*** PROVIDED RECORDS ***
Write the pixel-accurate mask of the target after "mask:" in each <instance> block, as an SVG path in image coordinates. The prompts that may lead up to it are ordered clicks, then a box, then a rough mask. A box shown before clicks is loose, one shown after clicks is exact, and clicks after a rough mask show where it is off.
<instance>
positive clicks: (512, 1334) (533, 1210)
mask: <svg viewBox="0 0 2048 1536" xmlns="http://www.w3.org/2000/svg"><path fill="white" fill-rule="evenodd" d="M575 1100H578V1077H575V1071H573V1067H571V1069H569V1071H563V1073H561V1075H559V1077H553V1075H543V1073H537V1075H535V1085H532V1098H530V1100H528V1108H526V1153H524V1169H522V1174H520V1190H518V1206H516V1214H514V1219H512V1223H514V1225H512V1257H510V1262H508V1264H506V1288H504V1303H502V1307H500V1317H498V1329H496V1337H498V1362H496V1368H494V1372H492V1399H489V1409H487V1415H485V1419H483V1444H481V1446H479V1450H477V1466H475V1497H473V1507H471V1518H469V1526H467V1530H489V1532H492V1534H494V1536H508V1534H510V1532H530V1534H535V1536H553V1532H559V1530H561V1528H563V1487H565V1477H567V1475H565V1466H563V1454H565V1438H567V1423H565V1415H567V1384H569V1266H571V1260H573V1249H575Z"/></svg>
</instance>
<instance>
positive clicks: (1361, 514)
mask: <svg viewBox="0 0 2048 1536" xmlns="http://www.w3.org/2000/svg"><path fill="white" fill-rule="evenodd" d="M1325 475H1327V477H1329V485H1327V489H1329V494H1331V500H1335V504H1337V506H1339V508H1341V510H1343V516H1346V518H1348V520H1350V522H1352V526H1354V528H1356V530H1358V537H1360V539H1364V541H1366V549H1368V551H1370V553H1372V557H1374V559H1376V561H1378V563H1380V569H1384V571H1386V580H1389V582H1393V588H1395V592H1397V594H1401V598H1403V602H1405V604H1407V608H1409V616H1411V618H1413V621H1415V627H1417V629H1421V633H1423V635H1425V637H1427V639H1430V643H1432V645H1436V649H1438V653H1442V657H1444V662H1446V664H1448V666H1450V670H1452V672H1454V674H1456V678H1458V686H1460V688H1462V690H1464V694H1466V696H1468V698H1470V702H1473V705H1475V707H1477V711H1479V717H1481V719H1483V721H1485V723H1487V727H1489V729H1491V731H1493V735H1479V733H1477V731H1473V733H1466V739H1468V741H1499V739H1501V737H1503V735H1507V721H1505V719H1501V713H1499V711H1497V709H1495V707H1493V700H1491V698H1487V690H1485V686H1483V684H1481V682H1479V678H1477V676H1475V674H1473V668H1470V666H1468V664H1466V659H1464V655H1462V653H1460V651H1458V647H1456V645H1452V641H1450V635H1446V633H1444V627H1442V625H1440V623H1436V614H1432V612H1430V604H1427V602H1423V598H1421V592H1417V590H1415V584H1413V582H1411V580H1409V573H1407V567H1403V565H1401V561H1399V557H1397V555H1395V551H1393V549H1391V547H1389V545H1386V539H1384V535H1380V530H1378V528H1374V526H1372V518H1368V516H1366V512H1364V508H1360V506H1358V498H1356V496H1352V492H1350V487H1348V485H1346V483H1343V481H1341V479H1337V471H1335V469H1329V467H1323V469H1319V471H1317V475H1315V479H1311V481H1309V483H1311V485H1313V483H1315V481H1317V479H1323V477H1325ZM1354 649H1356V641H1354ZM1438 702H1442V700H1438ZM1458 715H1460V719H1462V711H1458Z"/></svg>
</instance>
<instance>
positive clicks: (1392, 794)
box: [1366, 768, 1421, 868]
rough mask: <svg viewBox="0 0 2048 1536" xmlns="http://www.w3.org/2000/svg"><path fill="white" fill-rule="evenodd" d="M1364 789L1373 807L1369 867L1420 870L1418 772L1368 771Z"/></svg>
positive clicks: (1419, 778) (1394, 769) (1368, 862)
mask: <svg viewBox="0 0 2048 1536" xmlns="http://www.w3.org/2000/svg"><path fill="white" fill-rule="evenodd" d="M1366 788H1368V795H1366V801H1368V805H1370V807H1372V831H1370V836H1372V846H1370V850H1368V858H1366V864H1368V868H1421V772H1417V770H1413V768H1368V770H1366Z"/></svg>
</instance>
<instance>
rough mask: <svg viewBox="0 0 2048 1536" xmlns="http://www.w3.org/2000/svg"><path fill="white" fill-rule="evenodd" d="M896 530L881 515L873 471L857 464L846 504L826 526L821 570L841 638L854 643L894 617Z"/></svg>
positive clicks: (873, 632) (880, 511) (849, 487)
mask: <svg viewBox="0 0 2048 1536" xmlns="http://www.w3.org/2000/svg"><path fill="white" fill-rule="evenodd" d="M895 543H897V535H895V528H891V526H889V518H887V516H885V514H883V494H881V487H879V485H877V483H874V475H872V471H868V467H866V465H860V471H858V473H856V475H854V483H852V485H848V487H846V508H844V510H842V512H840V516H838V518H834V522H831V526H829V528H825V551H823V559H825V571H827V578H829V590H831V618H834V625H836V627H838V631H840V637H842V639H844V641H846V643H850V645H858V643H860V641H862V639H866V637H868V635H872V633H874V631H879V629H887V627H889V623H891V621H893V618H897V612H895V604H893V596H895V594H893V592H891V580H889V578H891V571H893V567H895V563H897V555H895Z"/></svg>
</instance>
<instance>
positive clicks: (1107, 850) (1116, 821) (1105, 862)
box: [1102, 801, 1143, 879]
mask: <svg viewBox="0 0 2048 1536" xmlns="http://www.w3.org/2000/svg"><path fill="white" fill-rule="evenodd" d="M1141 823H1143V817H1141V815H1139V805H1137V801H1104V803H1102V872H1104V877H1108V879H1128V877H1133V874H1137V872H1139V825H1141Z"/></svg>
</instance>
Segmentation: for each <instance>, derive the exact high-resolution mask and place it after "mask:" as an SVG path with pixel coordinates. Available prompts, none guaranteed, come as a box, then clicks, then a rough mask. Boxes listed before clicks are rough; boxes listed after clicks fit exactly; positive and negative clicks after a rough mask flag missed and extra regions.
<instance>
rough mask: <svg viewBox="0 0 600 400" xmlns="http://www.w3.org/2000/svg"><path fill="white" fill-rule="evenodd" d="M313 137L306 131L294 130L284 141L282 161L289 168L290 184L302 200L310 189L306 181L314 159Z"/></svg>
*** End of PROVIDED RECORDS ***
Lines that contain "exact" should be pulled from the entries above and reported.

Write the pixel-accurate mask of the target after "mask:" in each <instance> block, as an SVG path in image coordinates. The prompts that may lead up to it are ordered clicks, then a box, then a rough mask. A box shown before clicks is loose, one shown after clicks is exact, and clicks after a rough mask show where it is off.
Segmentation: for each <instance>, derive the exact high-resolution mask and place it after "mask:" as an SVG path with pixel coordinates. Available prompts, none guaranteed, come as a box, then clicks, then a rough mask. Boxes listed before clicks are rough; boxes listed after clicks fit exactly; positive and negative clicks after a rough mask flag missed and extra regions.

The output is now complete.